◆ Work order 1
Reproduce everything in the methylation article from "brain health healthy" down to "the early 2000’s.".
◆ Work order 2
According to the methylation article, which vitamins interact with homocysteine to create other proteins the body needs?

What the Heck is Methylation?

brain health healthy eating healthy living stress-free May 18, 2024

Methylation, Homocysteine and B vitamins 

Unless you studied cell biology recently, you may not have heard of Methylation–I know I hadn’t until I studied to become a holistic nutritionist.  In fact, it wasn’t a part of the curriculum back when most of us were in school, with scientists only coming to a clear understanding of its importance along with the study of epi-genetics (how genes express themselves, or not) in the early 2000’s.

Methylation ability is a critical factoring determining mental health, concentration, mood, ability to deal with stress.  The methylation cycle is a series of chemical changes that occur in the body and brain, the primary purpose of which is to:

  • regulate neurotransmitters
  • regulate genetic repair and expression
  • generate energy-rich molecules such as ATP
  • helps make phospholipids

And it turns out that Methylation is a hugely important and vital process that helps control the level of Homocysteine in the brain and body.

Why does that matter?  

Homocysteine is an amino acid (protein molecule). Vitamins B12, B6 and folate interact with it and create other proteins that your body needs, through a process called methylation. Typically, very little homocysteine stays in your blood.  However, high levels of homocysteine in your blood may be a sign that this process isn't working properly or that you're lacking certain B vitamins. 

Homocysteine is a toxic amino acid that damages the brain. It is also a biomarker for over 100 diseases, including almost all mental and neurological diseases. Probably a third of people over 60 have a level above 11µmol/l, which means their brain is shrinking. Anyone over the age of 50, and anyone with a mental or neurological health concern, should get their level tested. 

Vitamin B deficiency, plus stress and lifestyle factors can lead to poor methylation, usually indicated by high homocysteine level in the blood.

◆ Listed records
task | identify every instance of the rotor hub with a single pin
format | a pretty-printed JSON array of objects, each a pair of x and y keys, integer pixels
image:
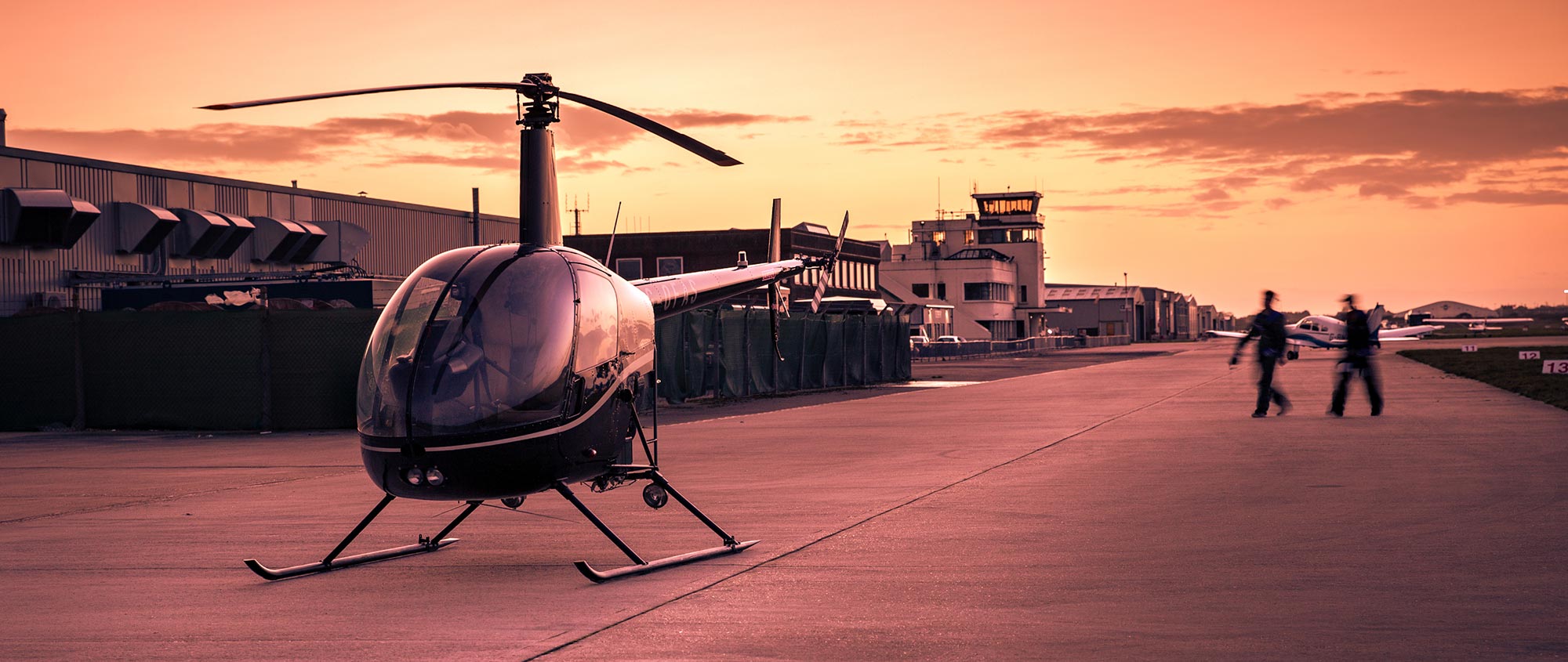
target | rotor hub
[{"x": 543, "y": 109}]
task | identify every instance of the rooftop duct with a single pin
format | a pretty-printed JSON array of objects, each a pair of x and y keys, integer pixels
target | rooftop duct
[
  {"x": 142, "y": 226},
  {"x": 310, "y": 244},
  {"x": 278, "y": 241},
  {"x": 242, "y": 230},
  {"x": 200, "y": 233},
  {"x": 343, "y": 242},
  {"x": 43, "y": 217}
]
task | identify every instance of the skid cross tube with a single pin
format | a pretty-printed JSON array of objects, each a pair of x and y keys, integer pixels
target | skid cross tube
[
  {"x": 639, "y": 565},
  {"x": 333, "y": 562}
]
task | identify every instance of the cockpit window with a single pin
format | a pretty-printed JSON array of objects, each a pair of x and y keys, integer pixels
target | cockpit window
[
  {"x": 495, "y": 353},
  {"x": 597, "y": 322},
  {"x": 391, "y": 350}
]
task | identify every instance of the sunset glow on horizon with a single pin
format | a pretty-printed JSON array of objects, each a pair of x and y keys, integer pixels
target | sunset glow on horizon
[{"x": 1403, "y": 151}]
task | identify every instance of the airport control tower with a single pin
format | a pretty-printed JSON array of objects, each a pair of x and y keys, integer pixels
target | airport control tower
[{"x": 989, "y": 266}]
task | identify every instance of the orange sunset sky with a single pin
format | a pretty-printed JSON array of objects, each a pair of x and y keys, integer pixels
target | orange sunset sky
[{"x": 1406, "y": 151}]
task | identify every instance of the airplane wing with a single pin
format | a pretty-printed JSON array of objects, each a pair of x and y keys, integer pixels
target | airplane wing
[
  {"x": 1406, "y": 331},
  {"x": 1479, "y": 320},
  {"x": 673, "y": 295}
]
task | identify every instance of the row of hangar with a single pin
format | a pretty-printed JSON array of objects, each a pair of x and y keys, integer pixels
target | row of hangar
[{"x": 53, "y": 219}]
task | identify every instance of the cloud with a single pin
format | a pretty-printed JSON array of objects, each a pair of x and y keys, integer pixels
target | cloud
[
  {"x": 1412, "y": 145},
  {"x": 1511, "y": 198},
  {"x": 456, "y": 139}
]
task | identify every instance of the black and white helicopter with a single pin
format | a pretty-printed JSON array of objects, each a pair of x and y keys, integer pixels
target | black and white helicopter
[{"x": 503, "y": 371}]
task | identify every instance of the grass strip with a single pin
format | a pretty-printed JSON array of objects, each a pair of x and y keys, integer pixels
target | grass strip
[{"x": 1503, "y": 367}]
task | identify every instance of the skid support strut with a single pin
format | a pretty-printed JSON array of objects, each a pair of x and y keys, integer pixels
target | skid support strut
[
  {"x": 333, "y": 562},
  {"x": 639, "y": 565}
]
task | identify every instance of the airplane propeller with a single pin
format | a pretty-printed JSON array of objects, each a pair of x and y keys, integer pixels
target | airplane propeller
[
  {"x": 535, "y": 87},
  {"x": 827, "y": 272}
]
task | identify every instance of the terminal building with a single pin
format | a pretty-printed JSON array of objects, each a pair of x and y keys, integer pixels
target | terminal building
[
  {"x": 987, "y": 266},
  {"x": 1144, "y": 313}
]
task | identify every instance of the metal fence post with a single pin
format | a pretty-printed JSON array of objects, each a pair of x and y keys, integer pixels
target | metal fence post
[
  {"x": 81, "y": 418},
  {"x": 267, "y": 369}
]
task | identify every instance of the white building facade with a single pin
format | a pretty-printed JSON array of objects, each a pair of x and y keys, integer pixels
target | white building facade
[{"x": 989, "y": 266}]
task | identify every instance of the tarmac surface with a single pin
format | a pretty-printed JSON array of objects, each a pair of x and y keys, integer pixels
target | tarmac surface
[{"x": 1120, "y": 510}]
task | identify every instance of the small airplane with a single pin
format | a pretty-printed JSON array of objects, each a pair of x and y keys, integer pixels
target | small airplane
[
  {"x": 503, "y": 371},
  {"x": 1479, "y": 324},
  {"x": 1324, "y": 333}
]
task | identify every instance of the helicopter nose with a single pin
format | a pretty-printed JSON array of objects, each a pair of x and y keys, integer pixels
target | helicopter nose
[{"x": 421, "y": 476}]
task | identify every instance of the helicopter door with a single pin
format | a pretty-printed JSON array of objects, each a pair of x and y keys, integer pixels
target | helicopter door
[{"x": 595, "y": 371}]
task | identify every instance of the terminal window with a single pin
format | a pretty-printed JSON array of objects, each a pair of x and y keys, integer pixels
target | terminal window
[
  {"x": 987, "y": 292},
  {"x": 630, "y": 269},
  {"x": 1009, "y": 236}
]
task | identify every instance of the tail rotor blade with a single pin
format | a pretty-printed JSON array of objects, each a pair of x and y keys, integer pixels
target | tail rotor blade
[{"x": 843, "y": 230}]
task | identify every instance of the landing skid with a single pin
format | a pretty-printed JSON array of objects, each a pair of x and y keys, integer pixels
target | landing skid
[
  {"x": 639, "y": 565},
  {"x": 333, "y": 562}
]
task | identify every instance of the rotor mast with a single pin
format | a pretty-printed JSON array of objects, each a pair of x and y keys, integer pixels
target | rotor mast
[{"x": 539, "y": 206}]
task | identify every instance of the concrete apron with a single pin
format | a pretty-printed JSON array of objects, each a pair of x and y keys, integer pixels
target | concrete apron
[{"x": 1127, "y": 508}]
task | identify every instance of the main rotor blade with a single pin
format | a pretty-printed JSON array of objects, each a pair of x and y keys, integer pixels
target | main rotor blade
[
  {"x": 396, "y": 89},
  {"x": 692, "y": 145}
]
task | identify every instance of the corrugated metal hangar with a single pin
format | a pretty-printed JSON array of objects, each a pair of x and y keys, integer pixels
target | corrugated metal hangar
[{"x": 76, "y": 228}]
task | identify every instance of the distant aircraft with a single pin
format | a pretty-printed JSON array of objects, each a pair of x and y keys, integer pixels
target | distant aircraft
[
  {"x": 1324, "y": 333},
  {"x": 1479, "y": 324}
]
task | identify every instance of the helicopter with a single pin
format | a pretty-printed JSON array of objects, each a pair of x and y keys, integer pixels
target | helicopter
[{"x": 504, "y": 371}]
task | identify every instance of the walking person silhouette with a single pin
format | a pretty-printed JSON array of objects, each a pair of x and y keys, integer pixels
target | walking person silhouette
[
  {"x": 1360, "y": 342},
  {"x": 1269, "y": 328}
]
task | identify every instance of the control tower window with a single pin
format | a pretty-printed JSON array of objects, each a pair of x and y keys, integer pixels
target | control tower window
[{"x": 630, "y": 269}]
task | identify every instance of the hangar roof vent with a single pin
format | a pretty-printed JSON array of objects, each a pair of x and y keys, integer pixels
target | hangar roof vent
[
  {"x": 278, "y": 241},
  {"x": 200, "y": 234},
  {"x": 142, "y": 226},
  {"x": 242, "y": 231},
  {"x": 43, "y": 217}
]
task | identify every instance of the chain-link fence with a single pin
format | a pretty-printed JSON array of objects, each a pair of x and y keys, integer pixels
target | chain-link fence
[
  {"x": 297, "y": 369},
  {"x": 731, "y": 353},
  {"x": 984, "y": 349}
]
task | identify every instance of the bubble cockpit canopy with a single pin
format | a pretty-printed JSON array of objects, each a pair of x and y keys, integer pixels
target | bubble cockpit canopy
[{"x": 476, "y": 341}]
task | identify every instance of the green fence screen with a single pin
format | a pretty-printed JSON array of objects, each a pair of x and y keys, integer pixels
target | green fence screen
[{"x": 297, "y": 369}]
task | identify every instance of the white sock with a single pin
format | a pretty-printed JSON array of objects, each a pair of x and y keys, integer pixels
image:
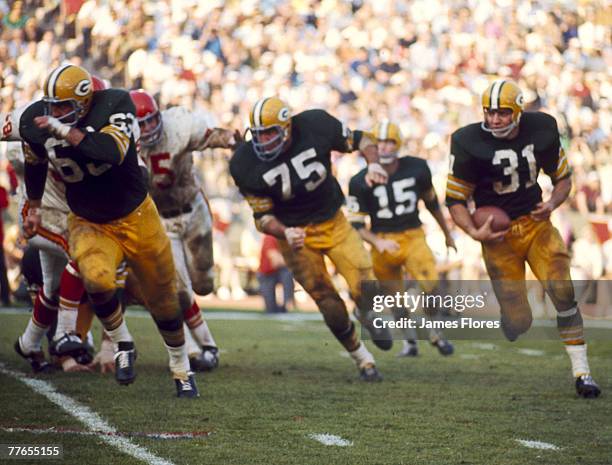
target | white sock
[
  {"x": 193, "y": 349},
  {"x": 120, "y": 334},
  {"x": 31, "y": 338},
  {"x": 362, "y": 356},
  {"x": 203, "y": 335},
  {"x": 89, "y": 339},
  {"x": 179, "y": 361},
  {"x": 578, "y": 357},
  {"x": 66, "y": 321}
]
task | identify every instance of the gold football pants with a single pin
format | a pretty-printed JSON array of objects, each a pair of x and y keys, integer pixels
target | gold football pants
[
  {"x": 337, "y": 239},
  {"x": 539, "y": 244},
  {"x": 141, "y": 240}
]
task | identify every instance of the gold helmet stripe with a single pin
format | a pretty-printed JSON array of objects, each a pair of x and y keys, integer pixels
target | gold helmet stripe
[
  {"x": 384, "y": 130},
  {"x": 53, "y": 79},
  {"x": 496, "y": 93},
  {"x": 257, "y": 110}
]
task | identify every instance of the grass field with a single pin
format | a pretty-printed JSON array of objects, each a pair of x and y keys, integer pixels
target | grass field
[{"x": 281, "y": 381}]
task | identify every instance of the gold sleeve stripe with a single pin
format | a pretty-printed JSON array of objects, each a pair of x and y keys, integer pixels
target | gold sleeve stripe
[
  {"x": 455, "y": 194},
  {"x": 121, "y": 139},
  {"x": 356, "y": 217},
  {"x": 260, "y": 204},
  {"x": 562, "y": 169},
  {"x": 466, "y": 190},
  {"x": 367, "y": 139},
  {"x": 462, "y": 182}
]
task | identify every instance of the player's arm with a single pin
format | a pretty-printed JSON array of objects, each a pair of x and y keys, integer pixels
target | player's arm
[
  {"x": 267, "y": 223},
  {"x": 35, "y": 172},
  {"x": 433, "y": 205},
  {"x": 35, "y": 176},
  {"x": 556, "y": 166},
  {"x": 460, "y": 185},
  {"x": 110, "y": 144}
]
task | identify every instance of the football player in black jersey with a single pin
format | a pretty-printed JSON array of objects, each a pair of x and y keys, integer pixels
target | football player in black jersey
[
  {"x": 497, "y": 162},
  {"x": 285, "y": 174},
  {"x": 91, "y": 141},
  {"x": 395, "y": 233}
]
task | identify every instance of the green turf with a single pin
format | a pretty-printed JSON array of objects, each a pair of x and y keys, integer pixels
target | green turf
[{"x": 281, "y": 381}]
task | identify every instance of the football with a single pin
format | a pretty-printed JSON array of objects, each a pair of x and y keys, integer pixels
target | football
[{"x": 501, "y": 220}]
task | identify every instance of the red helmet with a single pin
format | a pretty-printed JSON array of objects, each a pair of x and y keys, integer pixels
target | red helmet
[
  {"x": 149, "y": 117},
  {"x": 98, "y": 83}
]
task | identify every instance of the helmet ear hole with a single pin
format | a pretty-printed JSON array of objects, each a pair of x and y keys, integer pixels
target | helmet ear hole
[
  {"x": 149, "y": 117},
  {"x": 503, "y": 93},
  {"x": 270, "y": 127},
  {"x": 69, "y": 83}
]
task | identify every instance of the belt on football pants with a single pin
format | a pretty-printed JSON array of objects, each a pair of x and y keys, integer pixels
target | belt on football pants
[{"x": 187, "y": 208}]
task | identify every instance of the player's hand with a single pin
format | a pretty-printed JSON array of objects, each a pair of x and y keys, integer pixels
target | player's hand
[
  {"x": 542, "y": 211},
  {"x": 70, "y": 365},
  {"x": 376, "y": 175},
  {"x": 105, "y": 359},
  {"x": 31, "y": 223},
  {"x": 238, "y": 139},
  {"x": 55, "y": 127},
  {"x": 295, "y": 237},
  {"x": 386, "y": 245},
  {"x": 486, "y": 234},
  {"x": 450, "y": 243}
]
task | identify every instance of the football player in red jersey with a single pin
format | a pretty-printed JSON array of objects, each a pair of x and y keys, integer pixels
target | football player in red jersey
[
  {"x": 167, "y": 141},
  {"x": 497, "y": 162}
]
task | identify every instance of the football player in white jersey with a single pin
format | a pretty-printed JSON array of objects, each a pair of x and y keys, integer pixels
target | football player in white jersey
[{"x": 167, "y": 141}]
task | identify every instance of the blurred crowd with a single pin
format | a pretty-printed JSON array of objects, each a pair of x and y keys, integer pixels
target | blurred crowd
[{"x": 421, "y": 63}]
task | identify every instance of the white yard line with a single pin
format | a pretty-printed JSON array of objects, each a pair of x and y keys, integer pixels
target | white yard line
[
  {"x": 537, "y": 444},
  {"x": 330, "y": 439},
  {"x": 93, "y": 421}
]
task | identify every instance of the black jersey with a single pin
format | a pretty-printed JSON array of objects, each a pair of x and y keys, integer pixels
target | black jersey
[
  {"x": 392, "y": 207},
  {"x": 298, "y": 186},
  {"x": 504, "y": 172},
  {"x": 102, "y": 176}
]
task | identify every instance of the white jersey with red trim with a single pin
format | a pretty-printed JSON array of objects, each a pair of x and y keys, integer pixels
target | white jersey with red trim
[{"x": 172, "y": 181}]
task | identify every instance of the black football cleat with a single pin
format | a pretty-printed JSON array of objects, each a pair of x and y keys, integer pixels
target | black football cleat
[
  {"x": 87, "y": 356},
  {"x": 370, "y": 374},
  {"x": 124, "y": 363},
  {"x": 36, "y": 359},
  {"x": 444, "y": 347},
  {"x": 208, "y": 360},
  {"x": 67, "y": 345},
  {"x": 381, "y": 337},
  {"x": 587, "y": 387},
  {"x": 186, "y": 388}
]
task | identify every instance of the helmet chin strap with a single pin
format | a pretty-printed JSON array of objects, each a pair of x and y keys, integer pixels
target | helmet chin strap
[{"x": 499, "y": 133}]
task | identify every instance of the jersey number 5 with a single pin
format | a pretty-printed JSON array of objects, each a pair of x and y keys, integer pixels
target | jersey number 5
[
  {"x": 303, "y": 170},
  {"x": 511, "y": 169}
]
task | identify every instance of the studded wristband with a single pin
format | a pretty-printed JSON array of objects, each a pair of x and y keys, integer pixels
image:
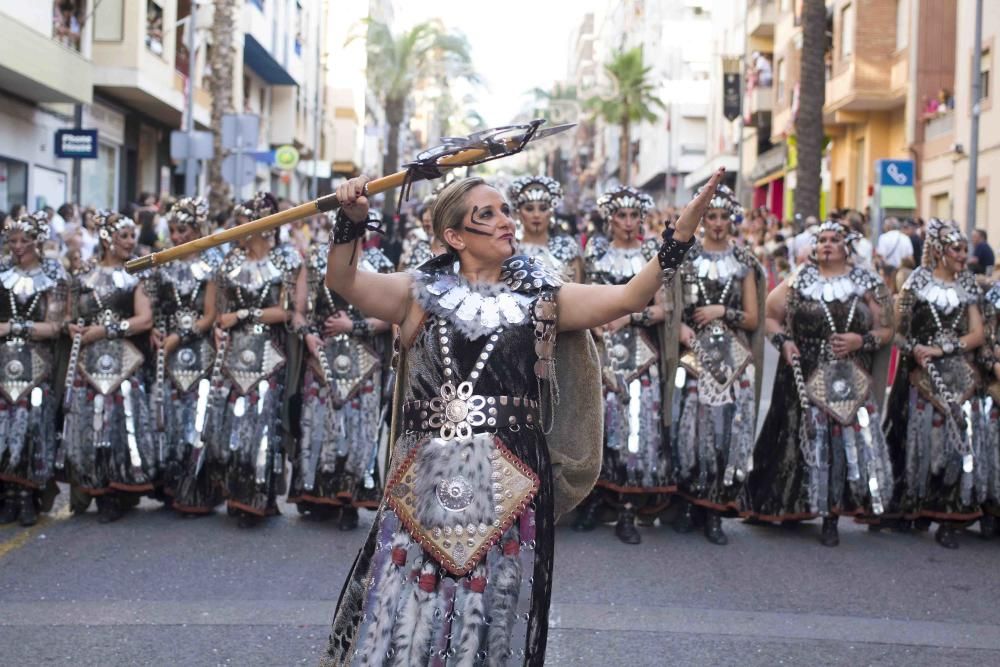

◆ Output 1
brain health healthy eating healthy living stress-free May 18, 2024

Methylation, Homocysteine and B vitamins 

Unless you studied cell biology recently, you may not have heard of Methylation–I know I hadn’t until I studied to become a holistic nutritionist.  In fact, it wasn’t a part of the curriculum back when most of us were in school, with scientists only coming to a clear understanding of its importance along with the study of epi-genetics (how genes express themselves, or not) in the early 2000’s.

◆ Output 2
Vitamins B12, B6 and folate.